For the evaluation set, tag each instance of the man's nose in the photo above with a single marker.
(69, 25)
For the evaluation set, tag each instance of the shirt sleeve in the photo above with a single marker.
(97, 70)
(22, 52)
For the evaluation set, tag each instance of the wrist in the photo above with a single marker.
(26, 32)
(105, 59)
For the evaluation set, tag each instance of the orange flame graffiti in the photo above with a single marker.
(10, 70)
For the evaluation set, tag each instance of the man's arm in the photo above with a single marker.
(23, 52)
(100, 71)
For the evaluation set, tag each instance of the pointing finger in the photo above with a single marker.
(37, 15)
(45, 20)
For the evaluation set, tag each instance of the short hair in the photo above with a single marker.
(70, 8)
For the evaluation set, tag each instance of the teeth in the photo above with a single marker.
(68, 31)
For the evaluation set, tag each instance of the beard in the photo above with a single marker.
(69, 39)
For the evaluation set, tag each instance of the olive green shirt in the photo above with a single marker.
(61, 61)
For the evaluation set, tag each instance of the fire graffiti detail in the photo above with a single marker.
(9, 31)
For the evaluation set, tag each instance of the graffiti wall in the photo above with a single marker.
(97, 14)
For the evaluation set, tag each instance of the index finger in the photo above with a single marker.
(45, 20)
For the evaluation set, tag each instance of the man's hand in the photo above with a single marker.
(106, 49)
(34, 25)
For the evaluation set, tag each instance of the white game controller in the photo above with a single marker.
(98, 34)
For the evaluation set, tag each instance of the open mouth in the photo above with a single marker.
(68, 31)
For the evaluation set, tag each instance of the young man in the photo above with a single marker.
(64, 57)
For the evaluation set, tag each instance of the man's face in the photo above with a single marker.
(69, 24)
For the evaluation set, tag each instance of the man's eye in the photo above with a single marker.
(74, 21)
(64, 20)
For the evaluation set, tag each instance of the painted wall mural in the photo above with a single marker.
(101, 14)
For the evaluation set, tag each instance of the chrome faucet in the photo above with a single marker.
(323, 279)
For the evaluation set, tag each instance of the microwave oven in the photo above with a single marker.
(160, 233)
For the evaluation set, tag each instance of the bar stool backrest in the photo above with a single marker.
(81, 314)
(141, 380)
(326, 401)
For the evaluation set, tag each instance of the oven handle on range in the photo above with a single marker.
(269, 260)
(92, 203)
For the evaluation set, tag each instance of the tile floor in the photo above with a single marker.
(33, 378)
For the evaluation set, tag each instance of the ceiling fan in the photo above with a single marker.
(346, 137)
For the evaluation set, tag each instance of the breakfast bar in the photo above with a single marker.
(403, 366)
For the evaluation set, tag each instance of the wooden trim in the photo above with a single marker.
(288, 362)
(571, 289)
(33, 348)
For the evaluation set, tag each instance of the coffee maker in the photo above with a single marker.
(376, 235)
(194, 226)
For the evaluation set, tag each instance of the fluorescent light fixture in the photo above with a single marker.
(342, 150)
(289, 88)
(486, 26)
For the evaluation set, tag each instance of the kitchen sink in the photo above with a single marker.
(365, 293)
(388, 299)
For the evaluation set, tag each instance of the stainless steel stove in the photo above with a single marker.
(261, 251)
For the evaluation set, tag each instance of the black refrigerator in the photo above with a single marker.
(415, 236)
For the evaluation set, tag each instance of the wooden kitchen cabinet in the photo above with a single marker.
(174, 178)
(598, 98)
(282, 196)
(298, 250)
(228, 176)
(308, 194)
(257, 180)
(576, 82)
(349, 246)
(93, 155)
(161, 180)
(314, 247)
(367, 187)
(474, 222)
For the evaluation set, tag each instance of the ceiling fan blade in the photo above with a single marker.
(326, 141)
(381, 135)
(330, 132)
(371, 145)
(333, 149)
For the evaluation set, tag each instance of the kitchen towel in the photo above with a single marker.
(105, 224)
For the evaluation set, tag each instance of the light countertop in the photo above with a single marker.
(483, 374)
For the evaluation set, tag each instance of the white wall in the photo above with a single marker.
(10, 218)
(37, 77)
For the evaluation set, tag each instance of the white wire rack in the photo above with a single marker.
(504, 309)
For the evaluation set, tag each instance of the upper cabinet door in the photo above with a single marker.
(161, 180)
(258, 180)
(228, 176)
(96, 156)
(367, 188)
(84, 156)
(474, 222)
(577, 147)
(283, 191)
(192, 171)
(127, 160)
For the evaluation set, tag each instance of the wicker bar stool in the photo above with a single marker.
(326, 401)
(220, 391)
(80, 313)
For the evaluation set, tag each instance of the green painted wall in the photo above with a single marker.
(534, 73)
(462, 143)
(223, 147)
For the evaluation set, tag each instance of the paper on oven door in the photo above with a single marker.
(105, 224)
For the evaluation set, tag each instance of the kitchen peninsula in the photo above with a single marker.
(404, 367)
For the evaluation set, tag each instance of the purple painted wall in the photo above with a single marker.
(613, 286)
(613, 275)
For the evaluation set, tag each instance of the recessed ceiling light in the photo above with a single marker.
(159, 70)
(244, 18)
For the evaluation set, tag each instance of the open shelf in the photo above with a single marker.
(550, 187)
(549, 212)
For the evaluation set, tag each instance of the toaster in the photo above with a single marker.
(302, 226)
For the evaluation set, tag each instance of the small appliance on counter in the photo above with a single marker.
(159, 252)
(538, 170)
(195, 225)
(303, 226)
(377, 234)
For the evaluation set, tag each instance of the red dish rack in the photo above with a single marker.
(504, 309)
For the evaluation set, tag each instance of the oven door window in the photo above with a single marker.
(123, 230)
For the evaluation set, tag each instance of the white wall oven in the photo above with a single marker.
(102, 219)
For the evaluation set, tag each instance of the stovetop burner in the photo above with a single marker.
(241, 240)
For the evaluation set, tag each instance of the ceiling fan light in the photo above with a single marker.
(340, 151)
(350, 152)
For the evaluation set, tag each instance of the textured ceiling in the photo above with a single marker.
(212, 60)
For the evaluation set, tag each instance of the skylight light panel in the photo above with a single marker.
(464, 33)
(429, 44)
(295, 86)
* * *
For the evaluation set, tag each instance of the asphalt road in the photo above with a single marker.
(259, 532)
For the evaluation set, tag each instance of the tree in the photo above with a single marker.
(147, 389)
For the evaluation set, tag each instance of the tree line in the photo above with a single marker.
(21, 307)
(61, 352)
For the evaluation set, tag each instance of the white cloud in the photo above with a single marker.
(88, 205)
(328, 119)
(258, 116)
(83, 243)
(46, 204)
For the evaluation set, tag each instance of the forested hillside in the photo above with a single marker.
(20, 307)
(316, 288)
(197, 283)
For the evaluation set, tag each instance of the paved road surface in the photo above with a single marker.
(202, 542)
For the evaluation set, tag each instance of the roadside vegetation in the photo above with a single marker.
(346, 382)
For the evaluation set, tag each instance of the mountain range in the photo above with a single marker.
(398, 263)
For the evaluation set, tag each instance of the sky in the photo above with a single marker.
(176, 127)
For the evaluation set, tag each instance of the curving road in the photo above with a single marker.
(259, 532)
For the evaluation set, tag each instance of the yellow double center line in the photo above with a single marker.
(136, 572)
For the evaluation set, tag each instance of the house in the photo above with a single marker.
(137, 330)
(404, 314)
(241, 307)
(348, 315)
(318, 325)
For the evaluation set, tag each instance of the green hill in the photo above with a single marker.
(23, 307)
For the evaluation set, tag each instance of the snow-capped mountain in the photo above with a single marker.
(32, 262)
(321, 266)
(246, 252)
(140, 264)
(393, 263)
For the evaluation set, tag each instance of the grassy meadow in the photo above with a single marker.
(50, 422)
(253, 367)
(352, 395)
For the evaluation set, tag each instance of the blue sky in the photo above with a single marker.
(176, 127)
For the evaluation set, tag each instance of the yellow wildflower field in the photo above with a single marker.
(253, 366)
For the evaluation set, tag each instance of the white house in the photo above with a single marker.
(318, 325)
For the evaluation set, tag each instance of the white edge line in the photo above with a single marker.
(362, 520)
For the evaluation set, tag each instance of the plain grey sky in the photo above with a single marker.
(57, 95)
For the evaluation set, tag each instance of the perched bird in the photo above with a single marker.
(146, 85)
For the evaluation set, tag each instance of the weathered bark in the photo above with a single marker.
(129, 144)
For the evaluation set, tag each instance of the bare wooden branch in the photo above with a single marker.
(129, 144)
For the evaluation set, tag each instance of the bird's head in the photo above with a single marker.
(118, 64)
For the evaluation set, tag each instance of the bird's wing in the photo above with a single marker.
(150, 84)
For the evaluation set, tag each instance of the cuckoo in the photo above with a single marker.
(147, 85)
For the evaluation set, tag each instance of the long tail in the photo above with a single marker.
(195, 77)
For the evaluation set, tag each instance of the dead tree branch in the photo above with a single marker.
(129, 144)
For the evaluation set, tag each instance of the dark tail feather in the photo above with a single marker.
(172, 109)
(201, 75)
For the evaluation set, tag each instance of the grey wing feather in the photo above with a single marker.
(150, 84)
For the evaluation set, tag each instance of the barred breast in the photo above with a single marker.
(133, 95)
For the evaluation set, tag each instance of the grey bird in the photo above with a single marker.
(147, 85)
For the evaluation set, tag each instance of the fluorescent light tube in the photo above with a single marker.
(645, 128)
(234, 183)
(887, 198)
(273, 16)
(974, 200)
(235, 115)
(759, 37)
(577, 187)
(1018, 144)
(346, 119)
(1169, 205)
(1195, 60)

## What is being asked
Gather every line of the material above that contains the word "wall", treating uppercase and lowercase as different.

## Answer to the problem
For the evaluation set, tag each instance of the graffiti wall in the photo above with a single marker.
For the evaluation set, tag each instance of the painted wall mural in the photo above with a single marker.
For the evaluation set, tag each instance of the white wall in the photo above with a single marker.
For the evaluation set, tag each instance of the green painted wall in the photo above with a single marker.
For the evaluation set, tag each instance of the purple painted wall in the photo above with a single marker.
For the evaluation set, tag each instance of the white wall oven in the photo above with a single marker.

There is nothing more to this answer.